▶ _REQUIRED WORK_
Copy each line below as it stands, but skip any picture it contains.

▶ _TASK INPUT_

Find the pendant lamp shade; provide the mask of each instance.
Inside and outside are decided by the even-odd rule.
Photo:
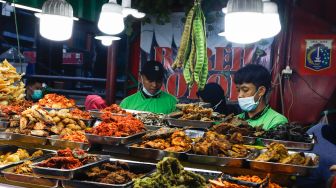
[[[47,39],[64,41],[71,38],[73,28],[73,9],[65,0],[47,0],[42,6],[40,34]]]
[[[104,4],[98,21],[99,30],[109,35],[121,33],[125,28],[122,11],[123,8],[116,0],[110,0]]]

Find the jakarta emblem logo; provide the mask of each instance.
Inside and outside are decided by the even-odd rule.
[[[331,67],[333,40],[306,40],[305,67],[320,71]]]

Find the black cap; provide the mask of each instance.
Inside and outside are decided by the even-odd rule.
[[[165,70],[162,63],[157,61],[147,61],[142,65],[140,73],[145,75],[150,81],[162,81]]]

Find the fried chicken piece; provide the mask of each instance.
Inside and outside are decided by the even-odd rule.
[[[43,151],[42,150],[37,150],[31,155],[31,158],[40,157],[42,155],[43,155]]]
[[[304,153],[294,153],[279,161],[283,164],[304,165],[306,162]]]

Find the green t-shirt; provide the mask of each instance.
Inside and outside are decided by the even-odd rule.
[[[262,125],[262,128],[266,131],[279,125],[288,123],[288,120],[285,116],[276,112],[269,106],[267,106],[260,114],[257,114],[253,118],[249,118],[246,113],[241,113],[238,115],[238,117],[245,119],[252,127]]]
[[[166,93],[161,92],[157,97],[146,98],[141,91],[125,98],[120,107],[129,110],[147,111],[152,113],[169,114],[175,111],[177,99]]]

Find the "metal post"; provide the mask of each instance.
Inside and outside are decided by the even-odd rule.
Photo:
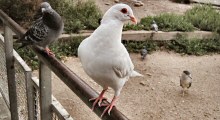
[[[51,70],[40,62],[40,113],[41,120],[52,119]]]
[[[34,120],[34,87],[31,76],[31,71],[25,71],[28,120]]]
[[[12,31],[8,26],[4,25],[4,33],[5,33],[5,36],[4,36],[5,37],[5,58],[6,58],[6,68],[7,68],[11,119],[18,120],[18,106],[17,106]]]

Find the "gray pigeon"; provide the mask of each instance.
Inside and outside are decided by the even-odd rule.
[[[180,76],[180,86],[183,88],[182,96],[184,96],[185,91],[189,89],[192,85],[192,77],[191,73],[187,70],[183,71],[182,75]]]
[[[39,18],[41,18],[42,17],[42,8],[51,8],[51,6],[50,6],[50,4],[48,3],[48,2],[42,2],[41,4],[40,4],[40,8],[37,10],[37,13],[34,15],[34,20],[37,20],[37,19],[39,19]]]
[[[158,32],[158,25],[157,23],[153,20],[152,25],[151,25],[152,29],[154,29],[155,32]]]
[[[41,5],[46,4],[45,2]],[[46,4],[46,5],[49,5]],[[18,48],[27,45],[37,45],[43,47],[48,55],[54,55],[48,45],[58,39],[63,32],[64,23],[61,16],[49,7],[42,7],[42,17],[37,19],[28,31],[17,41],[22,43]]]
[[[147,56],[147,49],[146,46],[143,46],[143,49],[141,49],[141,59],[144,60]]]

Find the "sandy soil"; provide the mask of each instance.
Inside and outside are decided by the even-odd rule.
[[[121,0],[120,2],[130,5],[133,9],[135,17],[137,17],[138,20],[140,20],[142,17],[159,15],[161,13],[183,14],[186,10],[192,7],[192,5],[177,4],[170,2],[169,0],[141,0],[144,3],[144,6],[134,7],[133,3],[129,1],[131,0]],[[112,5],[114,5],[115,2],[114,0],[96,0],[96,4],[104,13]]]
[[[105,12],[114,0],[96,0]],[[133,7],[137,18],[174,12],[184,13],[190,5],[168,0],[142,0],[143,7]],[[108,3],[109,5],[105,5]],[[131,3],[129,3],[131,4]],[[131,120],[219,120],[220,119],[220,55],[187,56],[157,51],[141,61],[131,54],[142,78],[131,78],[124,86],[116,107]],[[102,88],[83,71],[78,58],[67,58],[65,64],[97,91]],[[186,96],[181,96],[179,75],[192,73],[193,83]],[[53,75],[53,94],[77,120],[99,120],[84,103]],[[110,101],[113,90],[106,93]]]
[[[124,86],[116,106],[131,120],[219,120],[220,119],[220,55],[181,56],[176,53],[155,52],[141,61],[131,54],[142,78],[131,78]],[[65,62],[95,90],[101,87],[83,71],[78,58]],[[192,73],[193,83],[181,96],[179,75],[183,70]],[[53,75],[53,94],[77,120],[98,120],[91,109]],[[108,100],[114,92],[106,93]]]

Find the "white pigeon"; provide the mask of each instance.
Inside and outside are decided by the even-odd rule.
[[[124,22],[131,20],[135,24],[136,18],[132,9],[126,4],[116,4],[112,6],[103,16],[101,25],[92,35],[79,45],[78,56],[81,60],[84,71],[99,85],[103,90],[95,100],[92,110],[103,100],[103,95],[108,87],[115,93],[109,105],[103,111],[101,117],[115,105],[116,99],[120,95],[122,87],[129,77],[142,76],[134,71],[134,65],[128,51],[121,43],[122,28]]]
[[[191,73],[185,70],[180,76],[180,86],[183,88],[182,96],[184,96],[186,89],[189,89],[191,85],[192,85]]]
[[[47,2],[41,3],[42,17],[37,19],[28,31],[16,42],[43,47],[48,55],[54,55],[48,45],[58,39],[63,32],[64,23],[61,16]]]

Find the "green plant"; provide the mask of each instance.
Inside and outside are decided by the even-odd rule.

▶ _FINAL ANSWER_
Find the pendant lamp shade; provide the mask of each instance.
Inside and outside are decided by the even-odd rule.
Photo:
[[[47,39],[64,41],[71,38],[73,28],[73,9],[65,0],[47,0],[42,6],[40,34]]]
[[[104,4],[98,21],[99,30],[109,35],[121,33],[125,28],[122,11],[123,8],[116,0],[110,0]]]

Find the jakarta emblem logo; provide the mask of each instance.
Inside and outside are decided by the even-odd rule.
[[[331,67],[333,40],[306,40],[305,67],[320,71]]]

Find the black cap; provide the mask of each instance.
Inside and outside are decided by the even-odd rule.
[[[165,70],[162,63],[157,61],[147,61],[142,65],[140,73],[145,75],[150,81],[162,81]]]

Find the fried chicken piece; provide the mask of each instance.
Inside and outside are decided by the even-odd rule.
[[[43,151],[42,150],[37,150],[31,155],[31,158],[40,157],[42,155],[43,155]]]
[[[304,153],[294,153],[279,161],[283,164],[304,165],[306,162]]]

Find the green t-shirt; provide the mask of each instance.
Inside and outside are decided by the even-odd rule.
[[[262,125],[262,128],[266,131],[279,125],[288,123],[288,120],[285,116],[276,112],[269,106],[267,106],[260,114],[257,114],[253,118],[249,118],[246,113],[241,113],[238,115],[238,117],[245,119],[252,127]]]
[[[166,93],[161,92],[157,97],[146,98],[141,91],[125,98],[120,107],[129,110],[147,111],[152,113],[169,114],[175,111],[177,99]]]

Find the "metal post"; provide the mask of each instance.
Inside and outside are decided by the even-odd rule.
Photo:
[[[51,70],[40,62],[40,113],[41,120],[52,119]]]
[[[34,120],[34,87],[31,76],[31,71],[25,71],[28,120]]]
[[[12,31],[8,26],[4,25],[4,33],[5,33],[5,36],[4,36],[5,37],[5,58],[6,58],[6,68],[7,68],[11,119],[18,120],[18,106],[17,106]]]

Find the "gray pigeon"; provide the mask of each instance.
Inside and outside are decided by the even-odd rule.
[[[180,76],[180,86],[183,88],[182,96],[184,96],[185,91],[189,89],[192,85],[192,77],[191,73],[187,70],[183,71],[182,75]]]
[[[39,18],[41,18],[42,17],[42,8],[51,8],[51,6],[50,6],[50,4],[48,3],[48,2],[42,2],[41,4],[40,4],[40,8],[37,10],[37,13],[34,15],[34,20],[37,20],[37,19],[39,19]]]
[[[158,32],[158,25],[157,23],[153,20],[152,25],[151,25],[152,29],[154,29],[155,32]]]
[[[41,5],[46,4],[45,2]],[[46,4],[46,5],[49,5]],[[18,48],[27,45],[37,45],[43,47],[48,55],[54,55],[48,45],[58,39],[63,32],[64,23],[61,16],[49,7],[42,7],[42,17],[37,19],[28,31],[17,41],[22,43]]]
[[[147,56],[147,49],[146,46],[143,46],[143,49],[141,49],[141,59],[144,60]]]

Find the "sandy soil"; provide the mask of each instance.
Inside and outside are decided by the even-odd rule.
[[[121,0],[120,2],[130,5],[133,9],[135,17],[137,17],[138,20],[140,20],[142,17],[159,15],[161,13],[183,14],[186,10],[192,7],[192,5],[177,4],[170,2],[169,0],[141,0],[144,3],[144,6],[134,7],[133,3],[129,1],[131,0]],[[112,5],[114,5],[115,2],[114,0],[96,0],[96,4],[104,13]]]
[[[105,12],[114,0],[96,0]],[[133,7],[137,18],[174,12],[184,13],[190,5],[168,0],[142,0],[143,7]],[[108,3],[109,5],[105,5]],[[131,3],[129,3],[131,4]],[[131,120],[219,120],[220,119],[220,55],[187,56],[157,51],[141,61],[131,54],[142,78],[131,78],[124,86],[116,107]],[[102,88],[83,71],[78,58],[67,58],[65,64],[97,91]],[[186,96],[181,96],[179,75],[192,73],[193,83]],[[53,75],[53,94],[77,120],[99,120],[84,103]],[[110,101],[113,90],[106,93]]]
[[[124,86],[116,106],[131,120],[219,120],[220,119],[220,55],[181,56],[176,53],[155,52],[141,61],[131,54],[142,78],[131,78]],[[65,62],[95,90],[101,87],[83,71],[78,58]],[[192,73],[193,83],[181,96],[179,75],[183,70]],[[53,75],[53,94],[77,120],[98,120],[91,109]],[[108,100],[114,92],[106,93]]]

Find the "white pigeon"; provide the mask of each instance.
Inside and outside are decided by the even-odd rule.
[[[124,22],[131,20],[135,24],[136,18],[132,9],[126,4],[116,4],[112,6],[103,16],[101,25],[92,35],[79,45],[78,56],[81,60],[84,71],[99,85],[103,90],[95,100],[92,110],[103,100],[103,95],[108,87],[115,93],[109,105],[103,111],[101,117],[115,105],[116,99],[120,95],[122,87],[129,77],[142,76],[134,71],[134,65],[128,51],[121,43],[122,28]]]
[[[191,73],[185,70],[180,76],[180,86],[183,88],[182,96],[184,96],[186,89],[189,89],[191,85],[192,85]]]
[[[47,2],[41,3],[42,17],[37,19],[28,31],[16,42],[43,47],[48,55],[54,55],[48,45],[58,39],[63,32],[64,23],[61,16]]]

Find the "green plant"; provide the mask of each instance.
Inside and outside are decided by the even-odd rule.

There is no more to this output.